## [Challenge]
Reproduce the material below verbatim, starting at its first line and ending at the line that contains "160 73 L 160", with both of those lines included.

## [Provided data]
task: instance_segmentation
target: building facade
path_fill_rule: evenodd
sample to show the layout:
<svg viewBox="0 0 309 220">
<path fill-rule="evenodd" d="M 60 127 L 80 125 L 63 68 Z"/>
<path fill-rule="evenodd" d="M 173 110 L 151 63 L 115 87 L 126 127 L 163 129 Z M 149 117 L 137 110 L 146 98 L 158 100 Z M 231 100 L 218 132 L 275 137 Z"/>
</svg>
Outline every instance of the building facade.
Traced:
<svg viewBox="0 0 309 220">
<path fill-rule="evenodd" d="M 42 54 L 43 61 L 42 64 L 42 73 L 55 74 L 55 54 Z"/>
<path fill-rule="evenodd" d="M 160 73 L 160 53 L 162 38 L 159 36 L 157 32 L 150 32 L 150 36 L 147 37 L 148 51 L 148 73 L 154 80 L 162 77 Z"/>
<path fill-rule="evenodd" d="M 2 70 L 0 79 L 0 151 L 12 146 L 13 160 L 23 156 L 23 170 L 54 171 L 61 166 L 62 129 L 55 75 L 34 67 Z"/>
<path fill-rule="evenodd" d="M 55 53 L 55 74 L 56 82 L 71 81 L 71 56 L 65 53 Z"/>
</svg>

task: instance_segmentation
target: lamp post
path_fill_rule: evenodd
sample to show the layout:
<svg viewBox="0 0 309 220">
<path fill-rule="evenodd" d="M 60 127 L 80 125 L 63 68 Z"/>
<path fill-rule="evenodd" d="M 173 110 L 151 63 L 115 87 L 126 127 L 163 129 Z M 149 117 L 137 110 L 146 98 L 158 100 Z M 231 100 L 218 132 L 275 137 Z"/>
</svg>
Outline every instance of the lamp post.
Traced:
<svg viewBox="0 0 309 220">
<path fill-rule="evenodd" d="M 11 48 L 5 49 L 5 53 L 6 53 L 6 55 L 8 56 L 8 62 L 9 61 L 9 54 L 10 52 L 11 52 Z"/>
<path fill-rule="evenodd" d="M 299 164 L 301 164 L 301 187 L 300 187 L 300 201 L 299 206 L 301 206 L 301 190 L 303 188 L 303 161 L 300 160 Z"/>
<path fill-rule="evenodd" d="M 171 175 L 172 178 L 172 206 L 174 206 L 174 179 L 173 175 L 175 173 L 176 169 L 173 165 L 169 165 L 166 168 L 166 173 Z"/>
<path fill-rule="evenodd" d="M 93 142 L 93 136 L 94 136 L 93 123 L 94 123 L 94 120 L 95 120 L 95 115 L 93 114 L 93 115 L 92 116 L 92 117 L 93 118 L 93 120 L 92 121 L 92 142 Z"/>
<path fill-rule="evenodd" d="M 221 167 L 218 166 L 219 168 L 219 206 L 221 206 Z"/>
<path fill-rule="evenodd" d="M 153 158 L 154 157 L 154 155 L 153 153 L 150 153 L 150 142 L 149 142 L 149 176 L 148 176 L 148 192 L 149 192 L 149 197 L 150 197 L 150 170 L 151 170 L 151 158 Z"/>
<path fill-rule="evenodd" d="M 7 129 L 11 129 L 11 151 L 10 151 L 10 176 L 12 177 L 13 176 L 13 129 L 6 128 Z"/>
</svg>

## [Solution]
task: instance_segmentation
target: building facade
path_fill_rule: evenodd
sample to show the layout:
<svg viewBox="0 0 309 220">
<path fill-rule="evenodd" d="M 60 127 L 80 125 L 63 68 Z"/>
<path fill-rule="evenodd" d="M 173 110 L 151 63 L 115 87 L 126 127 L 163 129 Z M 149 117 L 137 110 L 146 98 L 158 100 Z M 231 100 L 218 132 L 275 137 Z"/>
</svg>
Outline every instance of the building facade.
Traced:
<svg viewBox="0 0 309 220">
<path fill-rule="evenodd" d="M 42 54 L 43 61 L 42 64 L 42 73 L 55 74 L 55 54 Z"/>
<path fill-rule="evenodd" d="M 160 73 L 160 53 L 162 38 L 159 36 L 157 32 L 150 32 L 150 36 L 147 37 L 148 51 L 148 73 L 154 80 L 162 77 Z"/>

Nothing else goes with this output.